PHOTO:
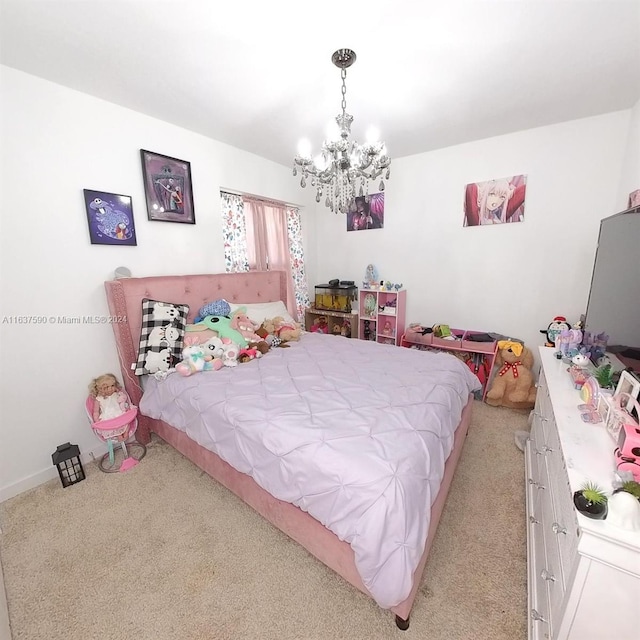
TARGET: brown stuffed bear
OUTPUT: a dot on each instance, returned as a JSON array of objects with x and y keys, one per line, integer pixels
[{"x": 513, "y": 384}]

* * *

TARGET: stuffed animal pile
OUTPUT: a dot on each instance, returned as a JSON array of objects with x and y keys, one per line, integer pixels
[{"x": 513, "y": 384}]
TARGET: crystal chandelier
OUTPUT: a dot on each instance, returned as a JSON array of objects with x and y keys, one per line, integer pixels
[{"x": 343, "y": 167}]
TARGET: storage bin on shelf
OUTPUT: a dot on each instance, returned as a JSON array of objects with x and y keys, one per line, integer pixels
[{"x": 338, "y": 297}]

▶ [WORK REQUEST]
Look through the data above for the string "stuffed" and copy every line where it appears.

▶ [RESULT OF THE EXERCISE]
TARGET: brown stuffed bear
TARGET: stuffed animal pile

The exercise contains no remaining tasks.